TASK PROMPT – Copy the lines of the listing below word for word, from the line containing "Category: small green shrub" through the line containing "pixel 487 212", with both of those lines included.

DATA SUPPLIED –
◆ ◆ ◆ ◆ ◆ ◆ ◆
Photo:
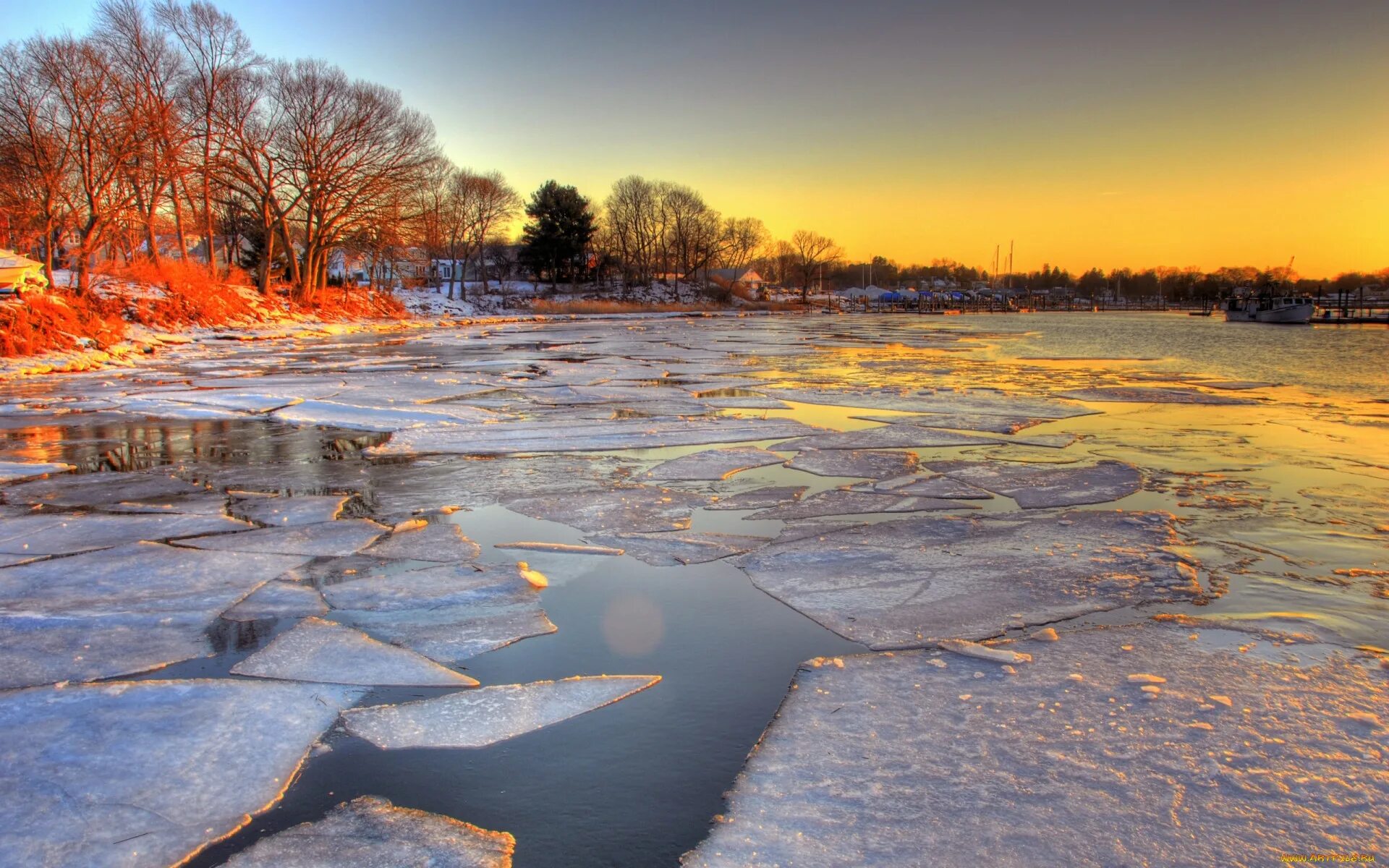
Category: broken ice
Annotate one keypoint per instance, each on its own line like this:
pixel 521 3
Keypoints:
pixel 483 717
◆ ◆ ◆ ◆ ◆ ◆ ◆
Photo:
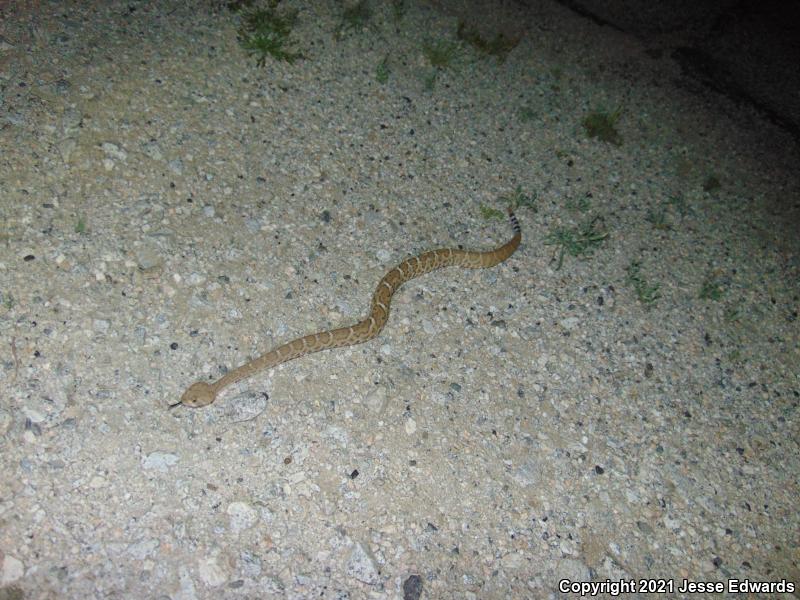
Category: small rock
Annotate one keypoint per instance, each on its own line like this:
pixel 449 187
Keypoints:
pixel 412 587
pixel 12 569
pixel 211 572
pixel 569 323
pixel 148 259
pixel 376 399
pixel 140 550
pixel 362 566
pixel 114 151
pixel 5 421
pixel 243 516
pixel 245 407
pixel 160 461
◆ ◆ ◆ ◆ ◆ ◆ ◆
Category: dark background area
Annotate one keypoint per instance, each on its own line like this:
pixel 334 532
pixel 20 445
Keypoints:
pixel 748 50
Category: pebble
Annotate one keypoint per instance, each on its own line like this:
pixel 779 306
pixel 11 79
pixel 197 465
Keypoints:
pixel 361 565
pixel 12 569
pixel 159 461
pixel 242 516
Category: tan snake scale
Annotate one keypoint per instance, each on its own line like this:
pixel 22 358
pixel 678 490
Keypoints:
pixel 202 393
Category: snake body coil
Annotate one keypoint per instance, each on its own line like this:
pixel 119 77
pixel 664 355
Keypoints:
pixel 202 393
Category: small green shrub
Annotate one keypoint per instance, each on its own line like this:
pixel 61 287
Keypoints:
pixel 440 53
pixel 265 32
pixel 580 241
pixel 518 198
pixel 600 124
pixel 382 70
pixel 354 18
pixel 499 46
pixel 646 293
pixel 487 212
◆ ◆ ◆ ◆ ◆ ◆ ◆
WORKED SOLUTION –
Category: small green shrub
Annotate one keypoint per instance, each on its own line like this:
pixel 61 287
Keypoints:
pixel 440 53
pixel 265 32
pixel 580 241
pixel 518 198
pixel 600 124
pixel 382 70
pixel 354 18
pixel 499 46
pixel 646 293
pixel 487 212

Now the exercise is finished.